━━━━━ Estratto

Un anno dopo
Il 22 gennaio 2018 entrarono in casa tre nuovi ospiti. Una parte di me era entusiasta all’idea, un’altra aveva paura: paura che fosse troppo presto, paura che non andassero d’accordo, paura di non poter dar loro ciò che meritavano per il continuo confronto con la mancanza di Stitch.
Quel primo giorno Sheppard passò diverse ore nel trasportino e poi, uscito, decise che il suo luogo preferito era il davanzale della finestra o il mobile in studio: ovunque, bastava non essere disturbato.
Sissi e Sasha erano ancora nuove al mondo. Avevano cinque mesi, facevano solo danni, correvano ovunque, si ribaltavano o crollavano dal sonno. A loro, dei malumori di Sheppard, importava poco. Bastava giocare.
In quei primi giorni, Sheppard mangiava solo in studio, che con loro non voleva avere granché a che fare, e nel dubbio andava a nascondersi sotto le coperte. Si lasciava accarezzare e fusava anche, ma solo per qualche istante, poi faceva il gesto di mordere. E se arrivava qualcuno mai visto lanciava anche una soffiata, tanto per chiarire che lui era grande, grosso e cattivo e bisognava lasciarlo stare.
Tutte balle.
Sheppard è uno dei gatti più buoni del mondo e, soprattutto, uno dei più fifoni e allora, e ogni tanto ancora oggi se ci sono troppe persone in casa, soffiare era solo un modo di proteggersi. Lo stesso attraverso cui vidi due settimane prima, quando decisi che lui, dal gattile, doveva venire via.

━━━━━━━━━━

Domande sul brano ::
**A)** Rispondi alle seguenti domande sul brano dei gatti:
(i) In che data entrarono in casa i tre nuovi ospiti?
(ii) Quanti mesi avevano Sissi e Sasha?
(iii) In quale stanza mangiava Sheppard nei primi giorni?
**B)** Riprendi il brano sui gatti dal punto in cui si interrompe.

━━━━━ Dati forniti

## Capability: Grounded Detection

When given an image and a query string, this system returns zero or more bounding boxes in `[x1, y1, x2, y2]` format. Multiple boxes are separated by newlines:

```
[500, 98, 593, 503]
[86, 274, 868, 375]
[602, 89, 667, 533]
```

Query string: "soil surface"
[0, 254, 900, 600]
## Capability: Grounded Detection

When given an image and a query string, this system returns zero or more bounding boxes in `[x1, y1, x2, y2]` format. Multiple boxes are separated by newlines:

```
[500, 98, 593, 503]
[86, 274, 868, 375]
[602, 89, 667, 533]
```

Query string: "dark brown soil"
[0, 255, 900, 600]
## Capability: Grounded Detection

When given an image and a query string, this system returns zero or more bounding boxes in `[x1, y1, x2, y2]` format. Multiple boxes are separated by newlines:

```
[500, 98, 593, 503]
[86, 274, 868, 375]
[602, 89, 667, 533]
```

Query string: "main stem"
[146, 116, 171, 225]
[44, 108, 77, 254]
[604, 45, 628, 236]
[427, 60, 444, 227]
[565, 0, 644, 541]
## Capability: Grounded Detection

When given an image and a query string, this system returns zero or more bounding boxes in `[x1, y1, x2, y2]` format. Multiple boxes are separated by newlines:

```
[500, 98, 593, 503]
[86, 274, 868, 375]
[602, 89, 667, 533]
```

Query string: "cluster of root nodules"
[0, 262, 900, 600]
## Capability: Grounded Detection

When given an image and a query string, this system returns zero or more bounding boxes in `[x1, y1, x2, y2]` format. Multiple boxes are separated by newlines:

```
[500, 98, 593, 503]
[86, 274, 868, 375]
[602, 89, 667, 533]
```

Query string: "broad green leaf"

━━━━━━━━━━
━━━━━ Dati forniti

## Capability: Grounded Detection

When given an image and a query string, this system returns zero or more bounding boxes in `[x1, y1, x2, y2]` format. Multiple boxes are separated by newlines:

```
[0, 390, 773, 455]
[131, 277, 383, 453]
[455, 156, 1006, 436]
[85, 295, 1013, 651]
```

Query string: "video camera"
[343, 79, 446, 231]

━━━━━━━━━━
━━━━━ Dati forniti

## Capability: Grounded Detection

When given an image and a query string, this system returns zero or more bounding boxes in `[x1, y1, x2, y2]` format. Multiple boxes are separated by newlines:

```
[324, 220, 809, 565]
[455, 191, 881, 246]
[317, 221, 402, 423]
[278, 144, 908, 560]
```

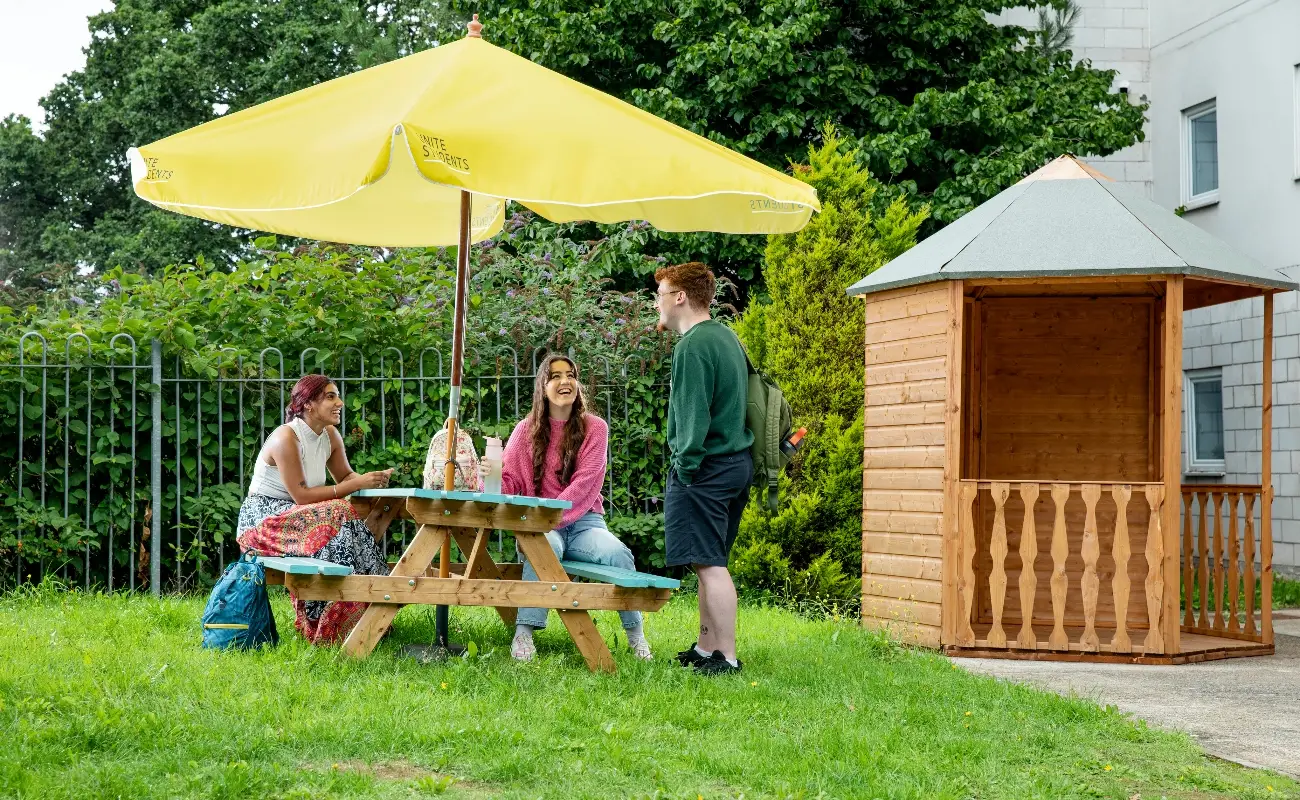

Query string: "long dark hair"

━━━━━━━━━━

Risposte ai compiti ::
**A)**
(i) Il 22 gennaio 2018.
(ii) Cinque mesi.
(iii) In studio.

**B)**
Sono passati 365 giorni. Sheppard è ingrassato di oltre un chilo. Sissi, che prima non sapeva come interagire con lui, ora ha una cotta, come un’adolescente verso il ragazzo più grande. Sasha, che sembrava la meno coccolona, complice l’avvicinamento tra Sheppard e Sissi è quella che cerca di stare più spesso dove sono io.
Nessuno mi viene in braccio spontaneamente. Nessuno mi viene a poppare sui vestiti. Nessuno fa, ancora almeno, ciò che faceva Stitch. Ma Sasha mi cerca, Sissi si fa grattare la pancia e Sheppard, oltre a fare le fusa di un trattore, ora la sera viene ad appoggiarsi a me.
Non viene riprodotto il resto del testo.